> **REQUIRED WORK**: Copy the lines below word for word, leaving out the pictures.

> **RECORDED DATA**:
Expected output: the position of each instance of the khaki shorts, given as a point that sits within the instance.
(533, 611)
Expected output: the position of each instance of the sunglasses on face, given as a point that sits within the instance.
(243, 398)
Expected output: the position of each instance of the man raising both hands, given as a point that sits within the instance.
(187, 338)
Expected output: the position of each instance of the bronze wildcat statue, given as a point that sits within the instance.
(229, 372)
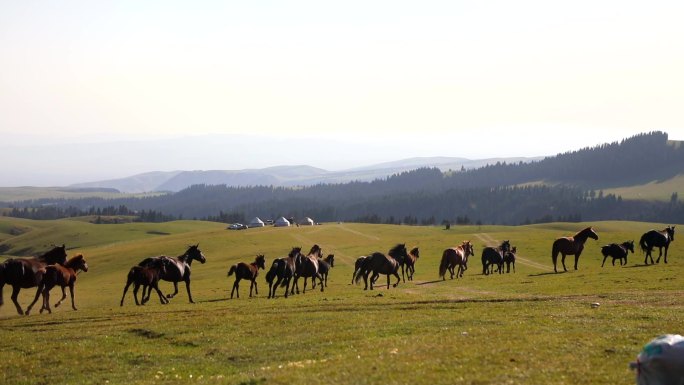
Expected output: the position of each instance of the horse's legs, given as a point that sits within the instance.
(71, 291)
(128, 283)
(175, 291)
(136, 287)
(236, 285)
(39, 291)
(373, 278)
(398, 280)
(64, 296)
(15, 294)
(162, 299)
(187, 287)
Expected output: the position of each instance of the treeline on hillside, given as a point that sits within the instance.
(427, 195)
(501, 205)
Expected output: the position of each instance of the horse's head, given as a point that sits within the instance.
(77, 263)
(261, 261)
(194, 252)
(415, 252)
(629, 246)
(399, 252)
(56, 255)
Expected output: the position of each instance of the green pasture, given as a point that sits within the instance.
(13, 194)
(527, 327)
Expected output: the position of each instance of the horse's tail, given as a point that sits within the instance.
(443, 264)
(362, 269)
(643, 244)
(232, 270)
(2, 280)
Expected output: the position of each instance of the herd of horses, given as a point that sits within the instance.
(53, 269)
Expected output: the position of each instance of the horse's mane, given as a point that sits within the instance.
(586, 230)
(73, 260)
(314, 249)
(401, 247)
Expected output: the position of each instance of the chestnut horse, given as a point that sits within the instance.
(571, 245)
(24, 273)
(410, 263)
(179, 269)
(62, 276)
(378, 263)
(247, 271)
(456, 256)
(617, 251)
(657, 239)
(307, 266)
(148, 277)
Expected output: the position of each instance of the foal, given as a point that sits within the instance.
(147, 277)
(247, 271)
(63, 276)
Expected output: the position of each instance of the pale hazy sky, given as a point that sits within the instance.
(474, 79)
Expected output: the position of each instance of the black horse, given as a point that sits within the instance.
(281, 272)
(24, 273)
(378, 263)
(179, 269)
(617, 252)
(509, 259)
(657, 239)
(494, 256)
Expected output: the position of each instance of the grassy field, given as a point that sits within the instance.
(13, 194)
(530, 327)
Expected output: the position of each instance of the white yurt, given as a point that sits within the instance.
(281, 222)
(306, 222)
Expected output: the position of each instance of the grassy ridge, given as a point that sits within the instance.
(529, 327)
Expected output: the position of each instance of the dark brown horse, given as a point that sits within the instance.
(617, 252)
(410, 263)
(456, 256)
(657, 239)
(494, 256)
(509, 259)
(379, 263)
(282, 270)
(148, 277)
(324, 266)
(571, 246)
(179, 269)
(307, 267)
(247, 271)
(62, 276)
(24, 273)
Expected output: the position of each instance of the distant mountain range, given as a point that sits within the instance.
(299, 175)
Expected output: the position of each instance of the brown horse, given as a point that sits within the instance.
(148, 277)
(24, 273)
(179, 268)
(324, 266)
(62, 276)
(657, 239)
(379, 263)
(410, 263)
(571, 246)
(247, 271)
(456, 256)
(307, 266)
(281, 272)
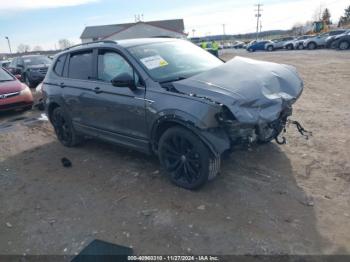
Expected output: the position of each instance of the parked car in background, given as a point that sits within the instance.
(320, 40)
(238, 45)
(14, 95)
(342, 42)
(257, 45)
(330, 39)
(5, 63)
(32, 68)
(278, 43)
(299, 42)
(169, 98)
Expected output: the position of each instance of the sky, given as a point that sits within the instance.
(44, 22)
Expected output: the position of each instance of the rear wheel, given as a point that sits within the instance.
(343, 45)
(186, 158)
(64, 129)
(311, 46)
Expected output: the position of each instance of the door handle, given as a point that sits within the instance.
(97, 90)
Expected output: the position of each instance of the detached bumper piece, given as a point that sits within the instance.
(282, 140)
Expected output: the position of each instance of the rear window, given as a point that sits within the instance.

> **RESPONSE**:
Expected output: the position of each instance of the khaki shorts, given as a point that sits within the instance.
(533, 611)
Expected output: the position of each instance of the sunglasses on face, given as a point that sits within the instance.
(243, 398)
Expected output: the position of each instance of the man raising both hands, given as a point that sits within the instance.
(187, 338)
Expected output: the position of each instance of the bronze wildcat statue, given as a point that sits within the instance.
(229, 372)
Expected output: the position of each instance of the horse's legs, given as a point that sits within the instance.
(71, 291)
(128, 283)
(175, 291)
(136, 287)
(236, 285)
(39, 291)
(373, 278)
(398, 280)
(64, 296)
(15, 294)
(162, 299)
(187, 287)
Expected output: the position of each instance of the treeline on hillside, given as a point that sits within the instance.
(427, 195)
(501, 205)
Expected output: the position of each instance of the horse's head, given as a point that sits within the instance.
(77, 263)
(261, 261)
(194, 252)
(415, 252)
(629, 246)
(399, 252)
(56, 255)
Expected output: the position of each instance of the green pasture, given as a point that sits within the instance.
(13, 194)
(527, 327)
Expected output: the position of each instance of the horse's tail, given as a point that sits within the instance.
(443, 264)
(362, 269)
(643, 244)
(232, 270)
(2, 280)
Expected output: the position of each instance of the herd of horses, given as a point that sits within the instance.
(53, 269)
Expected output: the position of each instance of the horse's mane, given as a point that sits within the instance.
(586, 230)
(73, 260)
(314, 249)
(401, 247)
Expected output: the position of each instance of the chestnut horse, given as a point that sits within the instance.
(571, 245)
(24, 273)
(410, 263)
(179, 269)
(62, 276)
(378, 263)
(247, 271)
(456, 256)
(617, 251)
(657, 239)
(307, 266)
(148, 277)
Expected output: the position of each instance of the foal, given as a point that sits within the instance.
(147, 277)
(247, 271)
(63, 276)
Expected output: the position of each instance of the pale hazy sky, given as a point that sits within the instance.
(474, 79)
Expected output: the position of each instance of the black horse, given as a point that sits within the instance.
(281, 272)
(24, 273)
(378, 263)
(179, 269)
(617, 252)
(509, 259)
(657, 239)
(494, 256)
Expected output: the position of each instance of the grassy field, given as a point that sits within the instance.
(13, 194)
(530, 327)
Expected output: the position of each instance of the white yurt, given as a point that sits within the instance.
(281, 222)
(306, 222)
Expected output: the position of each instance of the grassy ridge, given as a point that sits within the instance.
(529, 327)
Expected output: the position of each instance of the dark brown horse, given as a point that sits within the instance.
(617, 252)
(410, 263)
(456, 256)
(657, 239)
(494, 256)
(509, 259)
(379, 263)
(282, 270)
(148, 277)
(324, 266)
(571, 246)
(179, 269)
(307, 267)
(247, 271)
(62, 276)
(24, 273)
Expected output: the position of each instance of the distant mountain range, given as a point that sits within the instance.
(299, 175)
Expected output: the position of each instance of the brown horse, given as a point that sits within the instance.
(148, 277)
(24, 273)
(179, 268)
(324, 266)
(62, 276)
(657, 239)
(379, 263)
(410, 263)
(571, 246)
(247, 271)
(456, 256)
(307, 266)
(281, 272)
Expected output: the position of each instance of the parked car in background, given as a point that sits within the instance.
(320, 40)
(238, 45)
(14, 95)
(342, 42)
(257, 45)
(330, 39)
(5, 63)
(32, 68)
(278, 43)
(299, 42)
(169, 98)
Expected output: the position of each instance of the sky, given as a point that sits within the instance.
(44, 22)
Expected output: the position of each instance of the rear wheel, given as a point that sits within the instance.
(343, 45)
(186, 158)
(64, 129)
(311, 46)
Expected output: the position of each instance of the door handle, given as a point that sits within the instance.
(97, 90)
Expected output: the position of each instance of the detached bumper piece, given as a point that sits within the instance.
(282, 140)
Expected output: the position of each instance of the rear window, given as a point that sits within the instance.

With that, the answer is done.